▸ Problem details: For each line below, return an exact copy.

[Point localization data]
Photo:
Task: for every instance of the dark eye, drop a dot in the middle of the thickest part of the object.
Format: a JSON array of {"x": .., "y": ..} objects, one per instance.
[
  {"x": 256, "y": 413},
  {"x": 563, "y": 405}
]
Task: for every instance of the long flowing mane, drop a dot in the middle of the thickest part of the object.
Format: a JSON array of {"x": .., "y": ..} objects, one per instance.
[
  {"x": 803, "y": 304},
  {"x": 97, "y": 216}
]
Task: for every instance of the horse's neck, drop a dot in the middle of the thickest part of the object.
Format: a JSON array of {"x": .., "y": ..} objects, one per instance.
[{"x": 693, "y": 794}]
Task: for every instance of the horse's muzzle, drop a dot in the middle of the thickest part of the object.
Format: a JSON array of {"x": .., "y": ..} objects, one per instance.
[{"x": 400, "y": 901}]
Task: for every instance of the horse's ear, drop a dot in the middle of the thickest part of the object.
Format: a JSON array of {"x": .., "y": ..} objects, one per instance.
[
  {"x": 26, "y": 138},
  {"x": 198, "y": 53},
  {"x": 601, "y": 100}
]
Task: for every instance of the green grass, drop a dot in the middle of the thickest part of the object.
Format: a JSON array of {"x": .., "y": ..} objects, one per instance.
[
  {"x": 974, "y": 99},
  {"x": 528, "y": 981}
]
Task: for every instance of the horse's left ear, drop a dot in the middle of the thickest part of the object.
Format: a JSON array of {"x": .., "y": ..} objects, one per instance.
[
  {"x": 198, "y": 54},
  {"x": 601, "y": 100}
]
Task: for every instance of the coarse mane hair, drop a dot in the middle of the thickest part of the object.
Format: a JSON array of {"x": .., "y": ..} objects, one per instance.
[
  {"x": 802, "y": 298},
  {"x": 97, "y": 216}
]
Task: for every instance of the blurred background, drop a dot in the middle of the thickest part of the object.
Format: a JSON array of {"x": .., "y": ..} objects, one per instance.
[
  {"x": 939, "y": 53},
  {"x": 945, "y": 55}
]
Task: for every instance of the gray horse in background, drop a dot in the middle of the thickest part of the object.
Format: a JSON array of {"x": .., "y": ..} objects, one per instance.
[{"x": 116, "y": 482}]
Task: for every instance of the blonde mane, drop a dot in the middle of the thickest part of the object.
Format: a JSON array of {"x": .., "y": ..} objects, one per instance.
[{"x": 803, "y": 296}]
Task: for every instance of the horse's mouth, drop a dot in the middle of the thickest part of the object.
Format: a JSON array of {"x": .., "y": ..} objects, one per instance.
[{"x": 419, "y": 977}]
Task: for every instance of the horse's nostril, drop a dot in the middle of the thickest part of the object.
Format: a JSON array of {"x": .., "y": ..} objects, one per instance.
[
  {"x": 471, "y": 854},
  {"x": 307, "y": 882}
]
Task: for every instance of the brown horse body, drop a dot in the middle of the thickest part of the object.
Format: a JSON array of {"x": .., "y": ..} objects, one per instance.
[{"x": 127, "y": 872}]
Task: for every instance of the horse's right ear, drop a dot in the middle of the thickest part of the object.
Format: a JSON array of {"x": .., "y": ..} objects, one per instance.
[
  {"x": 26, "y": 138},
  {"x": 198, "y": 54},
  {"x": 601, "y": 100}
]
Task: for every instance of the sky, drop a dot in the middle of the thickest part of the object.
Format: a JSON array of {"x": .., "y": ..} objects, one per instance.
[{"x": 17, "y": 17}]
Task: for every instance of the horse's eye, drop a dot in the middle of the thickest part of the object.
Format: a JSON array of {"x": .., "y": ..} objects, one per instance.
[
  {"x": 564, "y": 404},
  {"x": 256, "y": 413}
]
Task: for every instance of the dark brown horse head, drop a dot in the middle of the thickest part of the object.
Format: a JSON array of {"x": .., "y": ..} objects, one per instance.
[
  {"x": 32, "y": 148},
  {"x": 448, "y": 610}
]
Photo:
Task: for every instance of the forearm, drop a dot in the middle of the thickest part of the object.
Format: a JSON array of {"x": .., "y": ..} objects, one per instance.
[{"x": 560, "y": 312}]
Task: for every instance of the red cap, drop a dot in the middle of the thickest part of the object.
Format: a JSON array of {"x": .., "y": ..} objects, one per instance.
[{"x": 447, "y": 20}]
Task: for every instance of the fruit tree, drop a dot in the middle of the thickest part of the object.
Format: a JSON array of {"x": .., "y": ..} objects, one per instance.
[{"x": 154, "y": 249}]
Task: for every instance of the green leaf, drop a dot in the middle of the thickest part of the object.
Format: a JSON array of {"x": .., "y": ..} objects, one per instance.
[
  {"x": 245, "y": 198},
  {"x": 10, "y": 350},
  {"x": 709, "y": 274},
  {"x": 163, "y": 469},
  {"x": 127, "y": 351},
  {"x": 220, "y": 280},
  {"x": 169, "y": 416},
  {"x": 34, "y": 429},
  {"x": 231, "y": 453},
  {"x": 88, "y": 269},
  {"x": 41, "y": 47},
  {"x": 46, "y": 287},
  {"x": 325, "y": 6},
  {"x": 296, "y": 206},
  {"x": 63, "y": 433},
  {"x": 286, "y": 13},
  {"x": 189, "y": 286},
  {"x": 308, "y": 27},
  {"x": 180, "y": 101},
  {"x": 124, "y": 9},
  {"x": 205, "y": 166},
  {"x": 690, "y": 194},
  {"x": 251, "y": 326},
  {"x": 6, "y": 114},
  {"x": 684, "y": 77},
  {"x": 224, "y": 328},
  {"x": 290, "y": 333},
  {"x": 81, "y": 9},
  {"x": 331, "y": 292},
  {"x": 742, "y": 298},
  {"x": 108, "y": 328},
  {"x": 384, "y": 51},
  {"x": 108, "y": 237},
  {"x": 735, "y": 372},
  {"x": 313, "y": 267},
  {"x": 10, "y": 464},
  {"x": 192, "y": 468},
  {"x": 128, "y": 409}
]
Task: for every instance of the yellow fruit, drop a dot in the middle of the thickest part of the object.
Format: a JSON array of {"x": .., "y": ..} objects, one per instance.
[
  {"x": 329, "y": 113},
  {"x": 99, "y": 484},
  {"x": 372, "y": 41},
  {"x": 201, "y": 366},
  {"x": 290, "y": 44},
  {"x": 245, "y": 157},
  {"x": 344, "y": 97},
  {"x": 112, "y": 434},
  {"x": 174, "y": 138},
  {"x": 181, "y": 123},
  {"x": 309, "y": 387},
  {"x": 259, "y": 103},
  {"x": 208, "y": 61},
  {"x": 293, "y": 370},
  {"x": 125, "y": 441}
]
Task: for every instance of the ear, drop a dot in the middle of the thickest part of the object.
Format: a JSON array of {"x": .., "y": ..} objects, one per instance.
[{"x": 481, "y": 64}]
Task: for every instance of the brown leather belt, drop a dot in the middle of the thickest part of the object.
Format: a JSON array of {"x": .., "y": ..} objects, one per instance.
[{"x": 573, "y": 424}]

▸ Finished exercise:
Photo:
Task: for every instance of the dark eye, drop a dot in the middle of the thickest part of the object.
Format: a JSON array of {"x": .., "y": ..} objects, one per instance.
[
  {"x": 256, "y": 413},
  {"x": 563, "y": 405}
]
Task: for every instance of the long flowing mane, drop a dot in the middle of the thickest part of the object.
Format: a JSON array of {"x": .., "y": ..} objects, one per instance.
[
  {"x": 803, "y": 304},
  {"x": 97, "y": 216}
]
Task: for every instance of the horse's neck, drop a dot in the middle of the thickest part of the object.
Format: a JSON array of {"x": .., "y": ..} objects, one per instance.
[{"x": 693, "y": 794}]
Task: for every instance of the horse's muzzle, drop a dot in the middle of the thickest part of the object.
Format: a JSON array of {"x": .., "y": ..} objects, one per instance.
[{"x": 400, "y": 901}]
Task: for every instance of the horse's ear, drop a dot in the middle of the thickest part of the object.
Format: a JSON array of {"x": .., "y": ..} objects, one per instance.
[
  {"x": 26, "y": 138},
  {"x": 198, "y": 53},
  {"x": 601, "y": 100}
]
Task: for every instance of the green grass, drop a dot in the middle of the thickest part of the object.
Format: a JSON array of {"x": .., "y": ..} objects, one per instance.
[
  {"x": 974, "y": 99},
  {"x": 528, "y": 981}
]
Task: for every instance of the horse's left ear, drop a dot in the middle of the thickest part of the object.
Format: a JSON array of {"x": .., "y": ..} objects, one per instance.
[
  {"x": 198, "y": 54},
  {"x": 601, "y": 100}
]
Task: for every instance of the coarse mane hair, drop a dot in the middle of the thickest part of the object.
Format: a JSON array of {"x": .., "y": ..} objects, one per instance.
[
  {"x": 802, "y": 298},
  {"x": 97, "y": 216}
]
Task: for every instance of the blurred background, drop a dot in the middle of the thickest part of the object.
Format: a JSON array of {"x": .., "y": ..} objects, one per instance.
[
  {"x": 939, "y": 53},
  {"x": 945, "y": 55}
]
Task: for every instance of the gray horse in background, drop a dot in the middle of the thickest part of the object.
Format: a JSON array of {"x": .., "y": ..} objects, one per instance.
[{"x": 116, "y": 482}]
Task: for every instance of the blonde mane, drop a dot in the middle of the thickest part of the object.
Format: a JSON array of {"x": .., "y": ..} objects, one per instance.
[{"x": 803, "y": 296}]
Task: for every instance of the horse's mouth, drop a dot in the middle of the thickest part of the object.
Format: a JSON array of {"x": .., "y": ..} objects, one per instance.
[{"x": 419, "y": 977}]
Task: for every instance of the horse's nostril, drop a dot in the middle of the thickest part of the object.
Format: a JSON array of {"x": .., "y": ..} objects, one per instance.
[
  {"x": 471, "y": 854},
  {"x": 307, "y": 882}
]
Task: for every instance of the brown horse body, drop a dot in the middle of the thickest part of the object.
Format: a JSON array of {"x": .., "y": ..} objects, one per instance.
[{"x": 127, "y": 872}]
Task: for every instance of the horse's right ear, drop a dot in the middle of the thickest part of the object.
Format: a JSON array of {"x": .., "y": ..} objects, one per instance.
[
  {"x": 26, "y": 138},
  {"x": 198, "y": 54},
  {"x": 601, "y": 100}
]
Task: for every instance of the sky, drop a dot in the middle of the thickest part of the object.
Format: a JSON array of {"x": .., "y": ..} objects, one per instance.
[{"x": 17, "y": 17}]
Task: for every instance of the horse's eye, drop a dot in the middle of the thickest part of the object.
Format: a JSON array of {"x": .., "y": ..} objects, one per instance.
[
  {"x": 564, "y": 404},
  {"x": 256, "y": 413}
]
Task: for every instance of the dark brown horse head, drop a dot in the middle of the thickest part of the object.
Format: a JSON array of {"x": .., "y": ..} objects, one per instance.
[
  {"x": 32, "y": 148},
  {"x": 448, "y": 610}
]
Photo:
Task: for every instance of the forearm, drop a dot in the middle of the thickest part of the object.
Format: a JSON array of {"x": .., "y": ..} objects, one per instance.
[{"x": 560, "y": 312}]
Task: for every instance of the red cap, drop a dot in the middle of the thickest part of the object.
Format: a JSON array of {"x": .., "y": ..} objects, one per instance.
[{"x": 447, "y": 20}]
Task: for every instance of the fruit tree, drop a dot in the middle of the thickest part of the object.
Format: a JSON array of {"x": .., "y": ..} objects, one per instance.
[{"x": 154, "y": 249}]
Task: for every instance of the green leaf, drop a dot in the middle of the thickest part of the object.
Format: a JSON array of {"x": .., "y": ..} objects, one per instance.
[
  {"x": 245, "y": 198},
  {"x": 10, "y": 350},
  {"x": 709, "y": 274},
  {"x": 163, "y": 469},
  {"x": 127, "y": 351},
  {"x": 220, "y": 280},
  {"x": 169, "y": 416},
  {"x": 34, "y": 429},
  {"x": 231, "y": 453},
  {"x": 88, "y": 269},
  {"x": 41, "y": 47},
  {"x": 46, "y": 287},
  {"x": 325, "y": 6},
  {"x": 296, "y": 206},
  {"x": 63, "y": 433},
  {"x": 286, "y": 13},
  {"x": 189, "y": 286},
  {"x": 308, "y": 27},
  {"x": 180, "y": 101},
  {"x": 124, "y": 9},
  {"x": 205, "y": 166},
  {"x": 690, "y": 194},
  {"x": 251, "y": 326},
  {"x": 6, "y": 114},
  {"x": 684, "y": 77},
  {"x": 224, "y": 328},
  {"x": 290, "y": 333},
  {"x": 81, "y": 9},
  {"x": 331, "y": 292},
  {"x": 742, "y": 298},
  {"x": 108, "y": 328},
  {"x": 384, "y": 51},
  {"x": 108, "y": 237},
  {"x": 735, "y": 372},
  {"x": 313, "y": 267},
  {"x": 10, "y": 464},
  {"x": 192, "y": 468},
  {"x": 128, "y": 409}
]
Task: for every instance of the yellow fruit, drop a dot in the middle of the thickest part of the object.
Format: a JSON array of {"x": .., "y": ..} objects, one per instance.
[
  {"x": 329, "y": 113},
  {"x": 99, "y": 484},
  {"x": 372, "y": 41},
  {"x": 201, "y": 366},
  {"x": 290, "y": 44},
  {"x": 245, "y": 157},
  {"x": 344, "y": 97},
  {"x": 112, "y": 434},
  {"x": 174, "y": 138},
  {"x": 181, "y": 123},
  {"x": 309, "y": 387},
  {"x": 259, "y": 103},
  {"x": 208, "y": 61},
  {"x": 293, "y": 370},
  {"x": 125, "y": 441}
]
Task: for every instance of the ear, drop a dot in the middle of the thickest part of the object.
Format: a JSON array of {"x": .., "y": ..} objects, one per instance.
[{"x": 481, "y": 64}]
Task: for every instance of the brown leather belt, drop a dot in the middle of the thickest part of the object.
Format: a JSON array of {"x": .., "y": ..} objects, one per instance.
[{"x": 573, "y": 424}]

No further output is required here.